**INSTRUCTION**
Reproduce each of the lines below word for word, in the same order.

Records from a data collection
+++
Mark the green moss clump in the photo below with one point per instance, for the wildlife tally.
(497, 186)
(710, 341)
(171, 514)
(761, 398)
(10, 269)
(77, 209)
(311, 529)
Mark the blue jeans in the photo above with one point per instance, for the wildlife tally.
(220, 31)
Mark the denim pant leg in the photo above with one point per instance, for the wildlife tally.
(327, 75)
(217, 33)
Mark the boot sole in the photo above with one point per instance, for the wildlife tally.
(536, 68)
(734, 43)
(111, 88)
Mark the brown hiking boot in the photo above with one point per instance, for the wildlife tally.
+++
**WRITTEN ANSWER**
Mark the green moss clump in the photo below with one point per instance, for the wildlife tally.
(497, 186)
(710, 341)
(171, 514)
(761, 398)
(10, 269)
(77, 209)
(311, 529)
Mark the blue jeans in the photo above with one point per instance, for the wildlife tally.
(220, 31)
Mark the denim pant leg in the photo above with one point per instance, for the wildlife tally.
(327, 75)
(217, 33)
Mark the boot sole in the photo above with one point per instance, for the wildlife tally.
(536, 68)
(734, 43)
(111, 88)
Mark the brown hiking boot in the photo above with one point per instance, for the wildlife tally.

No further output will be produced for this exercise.